— START PAGE TEXT —

Lynne Weil, a spokesperson for the House Foreign Affairs committee, said the State Department provided a lot of information, but the committee has agreed not to disclose the answers because 'some data might be considered diplomatically sensitive'.
She said the nuclear deal still must come back to the Congress for final approval, and, at that point, public hearings will be held and 'the questions will come up again'.
The civil nuclear deal is 'in such desperate straits that the State Department has imposed unusually strict conditions on the answers it provided to questions posed by members of Congress: Keep them secret', the Washington Post said Friday.
The State Department made the request, even though the answers are not classified, because officials fear that public disclosure would torpedo the deal, the daily said citing unnamed sources.
Given the pointed nature of the questions, the Post said, the State Department had little choice but to be candid with lawmakers about the answers, in ways that senior State Department officials had not been in public.
The State Department said it had no plans to make the answers public.
'We've handled answers to sensitive questions in an appropriate way that responded to congressional concerns,' said spokesman Tom Casey. 'We're going to continue with that approach.'
The Post said Tom Lantos, the late Democratic chairman of the House Foreign Affairs Committee, agreed to the request in February, and the current chairman, Howard L. Berman, has abided by that commitment, though Berman is not considered a strong supporter of the deal.
The nearly 50 questions posed by the Congress are highly technical, but they were carefully crafted to get to the heart of the balancing act the administration has performed between adhering to the letter of US non-proliferation law and assuaging Indian concerns that it was not being treated like a true nuclear power.
The Congress passed the Hyde Act to enable the deal, but some US lawmakers have raised concerns about whether the implementing 123 agreement negotiated by the administration fudges critical details.
For instance, one of the questions pertains to whether the US would terminate nuclear trade if India resumed nuclear testing. This is a sensitive point in India and is required under US law, but the answer is not entirely clear from the text of the US-India agreement, the Post said.
Another series of questions addresses the commitment by the US to supply India with a 'reliable supply of fuel' for its reactors, including a pledge to take steps to 'guard against the disruption of fuel supplies'.
A series of questions asks whether these commitments are legally binding, whether the two governments agree on the definition of a 'fuel supply disruption' and whether the commitments would be affected by an Indian nuclear test.
At one point, the lawmakers question whether these commitments in the implementing 123 agreement are consistent with the Hyde Act.
A group of prominent non-proliferation experts has decried the 'virtual 'gag' order', but thus far, the answers have not leaked, in part because only a handful of congressional officials have been able to read them, the Post said.
'The administration's unwillingness to make their answers more widely available suggests they have something to hide from either US or Indian legislators,' it said, citing Daryl Kimball, director of the Arms Control Association.

— END PAGE TEXT —

* [GIVEN EXERCISE 1] In the article on the US-India nuclear deal, rewrite the passage that begins at the words "For instance, one" and stops after "Indian nuclear test.", putting "power plants" in place of "reactors".

— START RECORDS —

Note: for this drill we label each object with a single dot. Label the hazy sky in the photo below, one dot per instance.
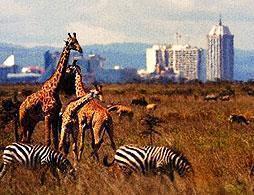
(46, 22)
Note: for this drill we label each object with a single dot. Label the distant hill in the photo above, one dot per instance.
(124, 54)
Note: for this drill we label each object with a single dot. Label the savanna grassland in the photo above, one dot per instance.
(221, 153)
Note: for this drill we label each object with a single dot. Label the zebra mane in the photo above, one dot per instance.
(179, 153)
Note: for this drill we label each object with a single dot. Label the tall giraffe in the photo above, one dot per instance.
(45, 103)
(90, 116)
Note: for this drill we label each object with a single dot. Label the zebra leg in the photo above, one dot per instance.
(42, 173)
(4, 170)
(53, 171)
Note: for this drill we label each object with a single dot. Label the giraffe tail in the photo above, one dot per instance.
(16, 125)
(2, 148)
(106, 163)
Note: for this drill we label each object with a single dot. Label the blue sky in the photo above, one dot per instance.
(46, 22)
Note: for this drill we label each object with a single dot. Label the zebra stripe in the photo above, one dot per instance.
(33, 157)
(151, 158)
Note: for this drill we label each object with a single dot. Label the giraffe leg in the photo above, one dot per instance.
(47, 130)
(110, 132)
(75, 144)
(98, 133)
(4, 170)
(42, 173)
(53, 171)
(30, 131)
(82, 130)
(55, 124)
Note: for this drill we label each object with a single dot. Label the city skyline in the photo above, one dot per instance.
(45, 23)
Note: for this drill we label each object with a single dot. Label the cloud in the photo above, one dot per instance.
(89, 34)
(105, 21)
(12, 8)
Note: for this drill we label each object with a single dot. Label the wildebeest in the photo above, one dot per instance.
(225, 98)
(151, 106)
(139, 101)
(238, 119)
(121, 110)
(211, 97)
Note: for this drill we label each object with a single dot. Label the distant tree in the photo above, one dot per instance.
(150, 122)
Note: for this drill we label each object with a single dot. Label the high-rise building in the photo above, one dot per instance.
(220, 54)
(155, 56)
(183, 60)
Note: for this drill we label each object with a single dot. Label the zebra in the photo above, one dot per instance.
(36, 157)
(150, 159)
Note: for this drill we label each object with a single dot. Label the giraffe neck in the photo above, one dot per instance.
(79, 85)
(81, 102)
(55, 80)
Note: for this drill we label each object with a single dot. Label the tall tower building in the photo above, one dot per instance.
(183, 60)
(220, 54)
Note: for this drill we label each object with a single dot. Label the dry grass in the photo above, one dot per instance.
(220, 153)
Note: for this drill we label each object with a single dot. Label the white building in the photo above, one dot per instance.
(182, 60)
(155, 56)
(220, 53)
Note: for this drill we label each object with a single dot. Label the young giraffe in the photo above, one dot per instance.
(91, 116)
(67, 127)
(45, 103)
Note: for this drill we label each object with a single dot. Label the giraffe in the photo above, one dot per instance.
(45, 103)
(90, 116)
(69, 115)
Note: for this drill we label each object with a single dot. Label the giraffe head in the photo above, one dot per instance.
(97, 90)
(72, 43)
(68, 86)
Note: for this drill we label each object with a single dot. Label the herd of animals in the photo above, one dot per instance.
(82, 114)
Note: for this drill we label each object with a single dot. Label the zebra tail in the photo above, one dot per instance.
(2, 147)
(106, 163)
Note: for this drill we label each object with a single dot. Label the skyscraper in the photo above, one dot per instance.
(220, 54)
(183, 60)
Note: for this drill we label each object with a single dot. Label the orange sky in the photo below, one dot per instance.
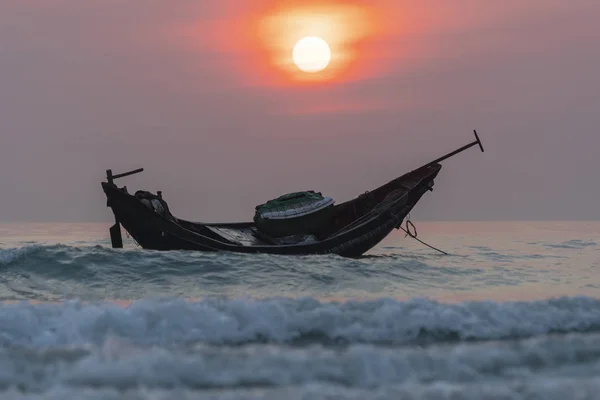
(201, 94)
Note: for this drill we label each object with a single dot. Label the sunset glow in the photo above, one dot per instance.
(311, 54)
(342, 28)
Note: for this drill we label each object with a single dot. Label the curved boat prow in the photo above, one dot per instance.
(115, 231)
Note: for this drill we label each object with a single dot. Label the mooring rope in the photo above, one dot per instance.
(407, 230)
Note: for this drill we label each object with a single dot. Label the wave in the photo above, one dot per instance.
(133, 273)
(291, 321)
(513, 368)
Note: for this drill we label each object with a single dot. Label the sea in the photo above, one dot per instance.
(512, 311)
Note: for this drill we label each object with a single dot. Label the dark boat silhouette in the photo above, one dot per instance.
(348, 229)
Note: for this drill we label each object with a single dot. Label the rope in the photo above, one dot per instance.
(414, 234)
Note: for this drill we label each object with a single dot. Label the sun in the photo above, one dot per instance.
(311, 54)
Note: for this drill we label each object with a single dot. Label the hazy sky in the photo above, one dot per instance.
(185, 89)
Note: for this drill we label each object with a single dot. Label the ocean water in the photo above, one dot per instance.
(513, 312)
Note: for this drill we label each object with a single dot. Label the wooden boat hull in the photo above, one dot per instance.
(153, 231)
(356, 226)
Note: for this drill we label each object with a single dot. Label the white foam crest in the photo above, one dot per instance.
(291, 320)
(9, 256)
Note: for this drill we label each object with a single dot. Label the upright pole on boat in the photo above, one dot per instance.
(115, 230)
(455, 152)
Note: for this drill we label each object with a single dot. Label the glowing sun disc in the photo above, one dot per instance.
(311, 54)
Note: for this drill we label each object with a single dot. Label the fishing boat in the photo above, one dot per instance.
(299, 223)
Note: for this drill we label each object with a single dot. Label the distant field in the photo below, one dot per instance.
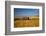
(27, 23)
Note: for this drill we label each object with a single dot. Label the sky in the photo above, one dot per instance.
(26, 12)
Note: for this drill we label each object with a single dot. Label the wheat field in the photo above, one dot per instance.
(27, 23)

— END RECORDS —

* [GIVEN EXERCISE 2] Pull out each line of the records that contains the word "field".

* [FULL OUTPUT 1]
For instance, one of the questions pertains to whether the US would terminate nuclear trade if India resumed nuclear testing. This is a sensitive point in India and is required under US law, but the answer is not entirely clear from the text of the US-India agreement, the Post said.
Another series of questions addresses the commitment by the US to supply India with a 'reliable supply of fuel' for its power plants, including a pledge to take steps to 'guard against the disruption of fuel supplies'.
A series of questions asks whether these commitments are legally binding, whether the two governments agree on the definition of a 'fuel supply disruption' and whether the commitments would be affected by an Indian nuclear test.

* [FULL OUTPUT 2]
Note: for this drill we label each object with a single dot. Label the distant field in the photo below, one dot per instance.
Note: for this drill we label each object with a single dot. Label the wheat field in the photo above, one dot per instance.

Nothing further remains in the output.